:: Provided passage ::

I have been trying to run the entire set of tests using nvvs. I’ve tried command line options and configuration files, but neither method will run more than than the basic Deployment set of tests.
It seems that no matter what I try, nvvs is intent on skipping most of the tests.
This is on Linux CentOS and I have 8 Titan Xs installed.
For example:
[~]# nvvs -g
DCGM GPU Diagnostic (version 387.40)
Supported GPUs available:
[00000000:04:00.0] – TITAN Xp
[00000000:05:00.0] – TITAN Xp
[00000000:08:00.0] – TITAN Xp
[00000000:09:00.0] – TITAN Xp
[00000000:84:00.0] – TITAN X (Pascal)
[00000000:85:00.0] – TITAN X (Pascal)
[00000000:88:00.0] – TITAN X (Pascal)
[00000000:89:00.0] – TITAN X (Pascal)
[~]# nvvs -t
DCGM GPU Diagnostic (version 387.40)
Tests available:
PCIe – This plugin will exercise the PCIe bus for a given list of GPUs.
Targeted Stress – This plugin will keep the list of GPUs at a constant stress level.
Targeted Power – This plugin will keep the list of GPUs at a constant power level.
Memory – This plugin will test the memory of a given GPU.
Deployment – Software deployment checks plugin.
Diagnostic – This plugin will stress the framebuffer of a list of GPUs.
Memory Bandwidth – This plugin will test the memory bandwidth of a list of GPUs.
SM Stress – This plugin will keep the SMs on the list of GPUs at a constant stress level.
[~]# nvvs -i 0 --specifiedtest Memory
DCGM GPU Diagnostic (version 387.40)

:::

▶ _Activity_
Reproduce the forum post above about nvvs skipping GPU tests in full, without any changes.

:: Given records ::

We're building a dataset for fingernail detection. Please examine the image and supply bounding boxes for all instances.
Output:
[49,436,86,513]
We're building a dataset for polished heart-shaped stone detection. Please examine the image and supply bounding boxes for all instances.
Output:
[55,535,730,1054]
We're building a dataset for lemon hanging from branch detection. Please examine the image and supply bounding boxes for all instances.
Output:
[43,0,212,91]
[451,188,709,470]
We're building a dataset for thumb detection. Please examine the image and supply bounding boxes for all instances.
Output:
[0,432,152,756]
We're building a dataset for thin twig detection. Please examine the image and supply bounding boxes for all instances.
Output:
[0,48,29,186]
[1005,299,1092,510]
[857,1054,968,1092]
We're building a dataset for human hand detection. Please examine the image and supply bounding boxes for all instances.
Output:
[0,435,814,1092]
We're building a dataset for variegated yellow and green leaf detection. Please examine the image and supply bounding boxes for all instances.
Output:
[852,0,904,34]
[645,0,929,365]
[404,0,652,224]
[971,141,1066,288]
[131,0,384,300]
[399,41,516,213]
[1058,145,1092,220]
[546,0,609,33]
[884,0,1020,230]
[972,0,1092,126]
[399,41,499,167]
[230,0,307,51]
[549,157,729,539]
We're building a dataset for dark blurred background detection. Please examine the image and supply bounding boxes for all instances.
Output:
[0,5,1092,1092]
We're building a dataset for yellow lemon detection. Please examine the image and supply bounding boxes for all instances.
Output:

:::

▶ _Reply to the task_
I have been trying to run the entire set of tests using nvvs. I’ve tried command line options and configuration files, but neither method will run more than than the basic Deployment set of tests.
It seems that no matter what I try, nvvs is intent on skipping most of the tests.
This is on Linux CentOS and I have 8 Titan Xs installed.
For example:
[~]# nvvs -g
DCGM GPU Diagnostic (version 387.40)
Supported GPUs available:
[00000000:04:00.0] – TITAN Xp
[00000000:05:00.0] – TITAN Xp
[00000000:08:00.0] – TITAN Xp
[00000000:09:00.0] – TITAN Xp
[00000000:84:00.0] – TITAN X (Pascal)
[00000000:85:00.0] – TITAN X (Pascal)
[00000000:88:00.0] – TITAN X (Pascal)
[00000000:89:00.0] – TITAN X (Pascal)
[~]# nvvs -t
DCGM GPU Diagnostic (version 387.40)
Tests available:
PCIe – This plugin will exercise the PCIe bus for a given list of GPUs.
Targeted Stress – This plugin will keep the list of GPUs at a constant stress level.
Targeted Power – This plugin will keep the list of GPUs at a constant power level.
Memory – This plugin will test the memory of a given GPU.
Deployment – Software deployment checks plugin.
Diagnostic – This plugin will stress the framebuffer of a list of GPUs.
Memory Bandwidth – This plugin will test the memory bandwidth of a list of GPUs.
SM Stress – This plugin will keep the SMs on the list of GPUs at a constant stress level.
[~]# nvvs -i 0 --specifiedtest Memory
DCGM GPU Diagnostic (version 387.40)